Please copy the stretch of entries from the very start through the line containing "point(127, 135)", word for word, and leave the pictures out of your answer.
── THE RECORDS ──
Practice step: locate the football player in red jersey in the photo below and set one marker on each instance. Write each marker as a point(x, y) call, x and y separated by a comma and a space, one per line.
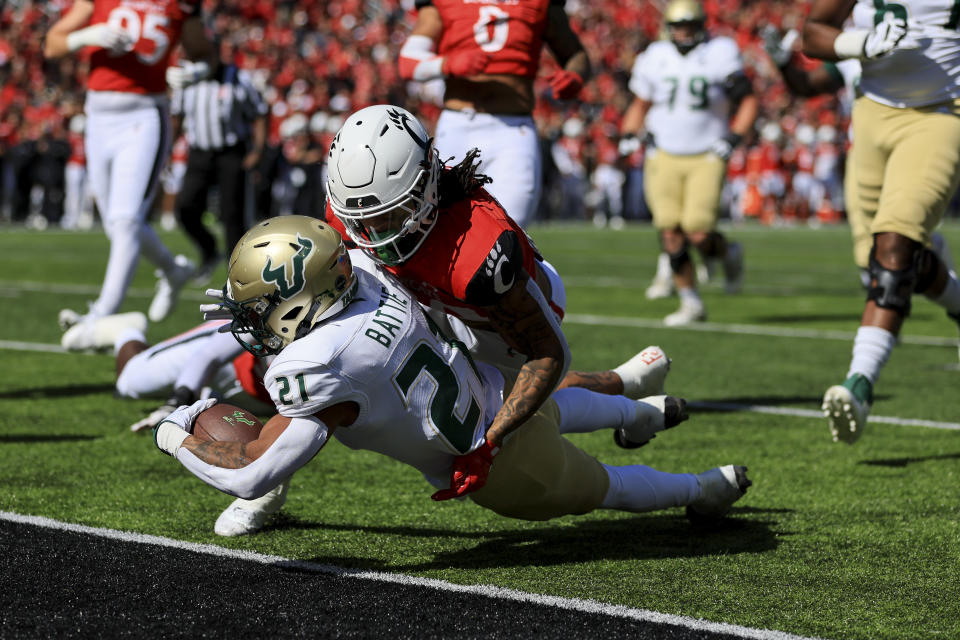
point(488, 54)
point(452, 243)
point(127, 135)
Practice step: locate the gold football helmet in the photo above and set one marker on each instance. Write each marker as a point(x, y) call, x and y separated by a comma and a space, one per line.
point(285, 275)
point(685, 23)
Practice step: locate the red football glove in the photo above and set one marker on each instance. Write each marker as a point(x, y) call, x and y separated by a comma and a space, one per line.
point(565, 84)
point(469, 472)
point(468, 62)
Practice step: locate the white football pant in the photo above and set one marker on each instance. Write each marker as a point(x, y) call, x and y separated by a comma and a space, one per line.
point(509, 154)
point(127, 142)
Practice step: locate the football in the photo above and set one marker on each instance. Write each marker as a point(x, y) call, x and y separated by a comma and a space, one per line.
point(227, 423)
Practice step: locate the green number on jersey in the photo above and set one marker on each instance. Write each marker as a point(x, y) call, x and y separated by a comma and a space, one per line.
point(285, 388)
point(698, 89)
point(442, 406)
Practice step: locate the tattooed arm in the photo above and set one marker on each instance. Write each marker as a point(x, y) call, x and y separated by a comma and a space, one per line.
point(524, 320)
point(249, 470)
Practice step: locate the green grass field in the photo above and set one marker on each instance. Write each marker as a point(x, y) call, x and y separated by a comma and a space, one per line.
point(832, 540)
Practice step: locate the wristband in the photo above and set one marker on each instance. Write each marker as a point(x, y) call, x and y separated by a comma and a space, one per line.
point(849, 44)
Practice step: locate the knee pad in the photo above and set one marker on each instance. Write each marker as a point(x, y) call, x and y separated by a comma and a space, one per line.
point(679, 259)
point(927, 264)
point(710, 247)
point(893, 287)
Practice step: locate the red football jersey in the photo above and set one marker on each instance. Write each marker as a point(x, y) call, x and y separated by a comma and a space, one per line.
point(468, 261)
point(154, 26)
point(511, 31)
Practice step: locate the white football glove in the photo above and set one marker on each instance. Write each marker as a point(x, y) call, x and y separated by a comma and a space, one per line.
point(170, 433)
point(107, 36)
point(723, 147)
point(628, 145)
point(153, 419)
point(884, 37)
point(189, 72)
point(780, 49)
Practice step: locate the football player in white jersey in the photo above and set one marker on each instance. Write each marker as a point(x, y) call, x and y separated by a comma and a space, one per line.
point(357, 358)
point(686, 88)
point(907, 160)
point(843, 77)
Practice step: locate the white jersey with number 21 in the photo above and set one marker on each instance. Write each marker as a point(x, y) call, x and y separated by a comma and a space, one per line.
point(422, 400)
point(924, 68)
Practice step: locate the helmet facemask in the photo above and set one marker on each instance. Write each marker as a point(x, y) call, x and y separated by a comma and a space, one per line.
point(392, 232)
point(382, 174)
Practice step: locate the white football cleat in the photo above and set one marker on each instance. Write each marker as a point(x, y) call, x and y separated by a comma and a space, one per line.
point(168, 288)
point(244, 517)
point(733, 267)
point(100, 333)
point(68, 318)
point(845, 413)
point(662, 284)
point(644, 374)
point(654, 414)
point(690, 311)
point(719, 489)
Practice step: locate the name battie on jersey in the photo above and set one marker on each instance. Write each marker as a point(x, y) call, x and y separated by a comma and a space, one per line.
point(389, 317)
point(154, 26)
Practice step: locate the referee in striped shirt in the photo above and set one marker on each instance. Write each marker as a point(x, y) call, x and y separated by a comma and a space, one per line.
point(225, 121)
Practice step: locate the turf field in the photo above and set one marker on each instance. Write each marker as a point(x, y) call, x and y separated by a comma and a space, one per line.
point(832, 540)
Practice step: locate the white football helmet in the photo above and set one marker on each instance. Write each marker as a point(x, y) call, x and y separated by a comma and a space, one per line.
point(285, 275)
point(382, 176)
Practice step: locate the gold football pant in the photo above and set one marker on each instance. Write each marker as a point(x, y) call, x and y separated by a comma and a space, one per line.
point(539, 474)
point(907, 165)
point(684, 191)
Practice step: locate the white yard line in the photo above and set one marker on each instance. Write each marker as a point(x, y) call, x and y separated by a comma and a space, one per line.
point(745, 329)
point(490, 591)
point(811, 413)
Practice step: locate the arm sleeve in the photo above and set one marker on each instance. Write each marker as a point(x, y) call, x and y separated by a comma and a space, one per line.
point(300, 441)
point(640, 83)
point(419, 60)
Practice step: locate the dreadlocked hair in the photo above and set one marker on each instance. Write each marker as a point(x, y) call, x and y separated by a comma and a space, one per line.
point(461, 180)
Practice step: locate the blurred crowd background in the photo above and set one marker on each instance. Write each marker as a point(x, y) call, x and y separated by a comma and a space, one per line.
point(315, 62)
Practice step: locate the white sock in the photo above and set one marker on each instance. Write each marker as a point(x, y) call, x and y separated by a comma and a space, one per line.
point(130, 334)
point(871, 350)
point(638, 488)
point(950, 298)
point(688, 294)
point(584, 411)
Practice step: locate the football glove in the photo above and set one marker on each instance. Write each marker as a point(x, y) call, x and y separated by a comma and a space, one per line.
point(884, 36)
point(189, 72)
point(181, 396)
point(469, 472)
point(465, 63)
point(106, 36)
point(170, 433)
point(565, 84)
point(723, 147)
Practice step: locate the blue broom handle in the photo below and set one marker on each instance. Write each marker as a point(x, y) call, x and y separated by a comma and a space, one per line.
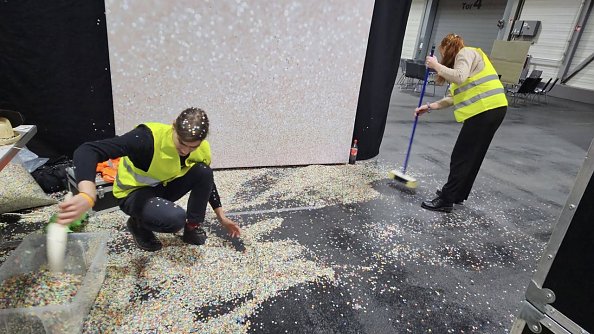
point(417, 116)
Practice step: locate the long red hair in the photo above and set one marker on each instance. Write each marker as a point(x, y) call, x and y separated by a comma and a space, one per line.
point(449, 48)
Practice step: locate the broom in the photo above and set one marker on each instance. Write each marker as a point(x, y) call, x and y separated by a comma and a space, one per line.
point(400, 176)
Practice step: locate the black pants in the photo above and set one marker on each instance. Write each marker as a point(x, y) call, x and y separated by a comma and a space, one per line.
point(470, 150)
point(155, 207)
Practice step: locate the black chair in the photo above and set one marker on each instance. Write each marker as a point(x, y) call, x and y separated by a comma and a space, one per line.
point(535, 74)
point(524, 90)
point(545, 90)
point(412, 74)
point(402, 77)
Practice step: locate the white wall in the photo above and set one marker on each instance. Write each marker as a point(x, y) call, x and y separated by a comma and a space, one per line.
point(279, 79)
point(413, 26)
point(585, 77)
point(557, 21)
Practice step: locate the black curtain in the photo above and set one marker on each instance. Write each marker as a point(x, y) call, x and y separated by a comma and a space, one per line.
point(54, 69)
point(382, 58)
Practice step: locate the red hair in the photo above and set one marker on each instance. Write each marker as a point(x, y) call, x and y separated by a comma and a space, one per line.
point(449, 48)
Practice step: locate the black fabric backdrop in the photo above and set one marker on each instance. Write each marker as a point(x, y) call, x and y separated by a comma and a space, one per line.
point(54, 69)
point(379, 74)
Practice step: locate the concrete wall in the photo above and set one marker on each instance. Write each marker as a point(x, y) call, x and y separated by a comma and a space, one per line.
point(279, 79)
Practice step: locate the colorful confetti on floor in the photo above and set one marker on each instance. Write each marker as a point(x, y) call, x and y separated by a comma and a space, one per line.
point(328, 249)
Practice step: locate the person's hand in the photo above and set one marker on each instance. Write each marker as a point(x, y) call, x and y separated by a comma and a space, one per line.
point(422, 109)
point(231, 226)
point(71, 209)
point(431, 62)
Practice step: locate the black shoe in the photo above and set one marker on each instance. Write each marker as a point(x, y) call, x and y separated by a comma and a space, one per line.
point(194, 235)
point(460, 202)
point(144, 239)
point(438, 204)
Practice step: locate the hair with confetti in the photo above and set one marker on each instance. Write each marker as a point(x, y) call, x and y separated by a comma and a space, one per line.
point(192, 125)
point(449, 48)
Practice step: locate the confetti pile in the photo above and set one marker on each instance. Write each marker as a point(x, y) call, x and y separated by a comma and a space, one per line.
point(38, 289)
point(327, 249)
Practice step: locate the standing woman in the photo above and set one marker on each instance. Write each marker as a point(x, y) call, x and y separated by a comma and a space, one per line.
point(479, 103)
point(160, 164)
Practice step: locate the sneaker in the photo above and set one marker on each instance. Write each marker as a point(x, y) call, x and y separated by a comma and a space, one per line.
point(144, 239)
point(194, 234)
point(438, 193)
point(438, 204)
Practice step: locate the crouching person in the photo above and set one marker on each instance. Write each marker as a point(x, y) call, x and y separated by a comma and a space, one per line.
point(160, 163)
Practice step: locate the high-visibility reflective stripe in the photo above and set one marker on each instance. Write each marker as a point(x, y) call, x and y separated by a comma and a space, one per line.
point(137, 177)
point(475, 83)
point(475, 98)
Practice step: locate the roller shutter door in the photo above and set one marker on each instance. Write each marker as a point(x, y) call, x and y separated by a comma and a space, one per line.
point(558, 19)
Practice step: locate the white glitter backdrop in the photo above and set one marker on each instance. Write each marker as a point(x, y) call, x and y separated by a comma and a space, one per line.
point(278, 79)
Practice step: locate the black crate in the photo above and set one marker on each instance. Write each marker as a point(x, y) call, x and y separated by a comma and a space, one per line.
───
→ **RESPONSE TO THE TASK**:
Practice step: locate the football player in red jersey in the photo below and set one marker on each instance. Write each marker as a point(x, y) call, x and y separated by a comma and a space, one per line.
point(488, 54)
point(452, 243)
point(127, 135)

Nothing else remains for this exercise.